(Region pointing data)
━━━━━━━━━━━━━━━━━━━━━━━━━━━━━━

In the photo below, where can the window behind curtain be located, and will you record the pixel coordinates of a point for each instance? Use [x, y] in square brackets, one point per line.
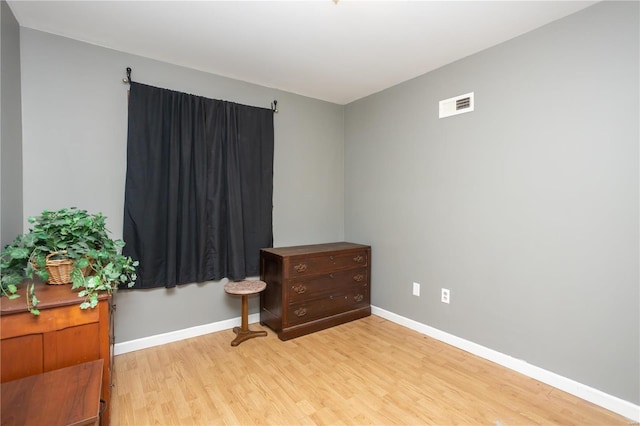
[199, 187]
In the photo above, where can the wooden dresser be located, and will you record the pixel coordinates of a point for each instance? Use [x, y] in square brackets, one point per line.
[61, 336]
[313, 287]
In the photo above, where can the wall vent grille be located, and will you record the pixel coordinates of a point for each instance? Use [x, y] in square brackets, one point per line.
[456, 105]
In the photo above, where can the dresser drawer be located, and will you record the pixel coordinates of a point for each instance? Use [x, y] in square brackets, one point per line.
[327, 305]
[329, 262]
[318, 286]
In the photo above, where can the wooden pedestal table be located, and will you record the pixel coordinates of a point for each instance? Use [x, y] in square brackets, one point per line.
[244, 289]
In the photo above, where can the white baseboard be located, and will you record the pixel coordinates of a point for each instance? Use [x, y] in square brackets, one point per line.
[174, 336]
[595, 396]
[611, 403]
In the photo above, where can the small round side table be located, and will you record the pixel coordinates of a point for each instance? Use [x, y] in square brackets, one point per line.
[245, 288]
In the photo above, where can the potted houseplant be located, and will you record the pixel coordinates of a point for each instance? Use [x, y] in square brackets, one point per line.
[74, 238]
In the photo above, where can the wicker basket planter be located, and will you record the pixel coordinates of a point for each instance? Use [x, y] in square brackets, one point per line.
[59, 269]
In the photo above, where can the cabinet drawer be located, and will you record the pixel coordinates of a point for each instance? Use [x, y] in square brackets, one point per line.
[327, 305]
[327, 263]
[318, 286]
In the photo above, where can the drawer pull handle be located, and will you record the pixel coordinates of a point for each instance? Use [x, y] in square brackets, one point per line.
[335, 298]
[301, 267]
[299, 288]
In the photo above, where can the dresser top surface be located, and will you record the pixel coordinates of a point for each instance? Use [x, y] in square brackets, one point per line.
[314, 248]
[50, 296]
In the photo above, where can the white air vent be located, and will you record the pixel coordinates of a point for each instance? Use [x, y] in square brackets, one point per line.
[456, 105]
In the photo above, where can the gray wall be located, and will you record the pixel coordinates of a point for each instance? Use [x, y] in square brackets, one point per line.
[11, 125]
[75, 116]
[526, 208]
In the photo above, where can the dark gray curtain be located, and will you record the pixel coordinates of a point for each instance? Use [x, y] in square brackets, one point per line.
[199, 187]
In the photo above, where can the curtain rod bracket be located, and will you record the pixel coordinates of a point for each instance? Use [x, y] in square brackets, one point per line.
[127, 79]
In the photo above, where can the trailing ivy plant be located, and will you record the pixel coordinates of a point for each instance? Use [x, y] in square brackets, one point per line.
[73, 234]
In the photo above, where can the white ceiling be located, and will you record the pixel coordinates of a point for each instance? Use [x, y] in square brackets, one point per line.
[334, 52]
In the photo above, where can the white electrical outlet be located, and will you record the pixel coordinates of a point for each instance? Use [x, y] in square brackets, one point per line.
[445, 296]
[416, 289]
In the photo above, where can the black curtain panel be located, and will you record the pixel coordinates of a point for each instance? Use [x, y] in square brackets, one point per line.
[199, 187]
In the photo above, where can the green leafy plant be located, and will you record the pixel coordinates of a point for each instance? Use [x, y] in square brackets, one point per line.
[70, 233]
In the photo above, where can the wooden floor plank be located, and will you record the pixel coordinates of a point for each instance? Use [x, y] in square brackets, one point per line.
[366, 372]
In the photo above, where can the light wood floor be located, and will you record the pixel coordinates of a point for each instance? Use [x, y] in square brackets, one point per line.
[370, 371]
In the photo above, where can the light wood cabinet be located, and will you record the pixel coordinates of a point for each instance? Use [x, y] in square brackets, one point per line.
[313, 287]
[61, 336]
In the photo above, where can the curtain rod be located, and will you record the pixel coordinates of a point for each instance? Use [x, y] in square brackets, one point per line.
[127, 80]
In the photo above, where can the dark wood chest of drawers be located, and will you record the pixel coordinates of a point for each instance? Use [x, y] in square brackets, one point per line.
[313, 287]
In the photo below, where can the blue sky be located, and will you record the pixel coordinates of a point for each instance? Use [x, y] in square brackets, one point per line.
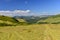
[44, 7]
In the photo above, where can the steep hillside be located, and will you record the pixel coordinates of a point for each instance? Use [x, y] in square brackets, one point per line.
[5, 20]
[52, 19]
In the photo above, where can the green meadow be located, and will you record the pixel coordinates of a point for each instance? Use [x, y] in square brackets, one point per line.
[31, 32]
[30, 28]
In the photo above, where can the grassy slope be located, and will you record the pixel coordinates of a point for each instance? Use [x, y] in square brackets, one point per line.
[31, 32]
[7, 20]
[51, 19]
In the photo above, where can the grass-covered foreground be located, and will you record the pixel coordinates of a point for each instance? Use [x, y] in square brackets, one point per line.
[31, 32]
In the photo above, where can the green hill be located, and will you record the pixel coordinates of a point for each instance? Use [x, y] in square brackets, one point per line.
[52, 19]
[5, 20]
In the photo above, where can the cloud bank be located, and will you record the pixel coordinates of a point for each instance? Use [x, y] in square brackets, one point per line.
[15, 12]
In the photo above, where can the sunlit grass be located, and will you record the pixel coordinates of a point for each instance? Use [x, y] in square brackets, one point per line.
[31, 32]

━━━━━━━━━━━━━━━━━━━━━━━━━━━━━━

Write out the lines of the records exactly, starting at the one holding "In the photo above, where can the green hill" and ending with the last line, and include no others.

YOUR SOLUTION →
In the photo above, where can the green hill be located, and will you record the pixel coordinates of a point for each instance? Use [x, y] in square brackets, one point per line.
[52, 19]
[5, 20]
In the photo above, where can the cloud bank be located, and will you record the pixel coordinates of a point for each instance? Use [x, y] in square brackets, one point per line.
[15, 12]
In the photo above, where can the sunlit grass be located, and will you record the pixel coordinates of a point for each instance? Use [x, y] in square brackets, one point per line.
[31, 32]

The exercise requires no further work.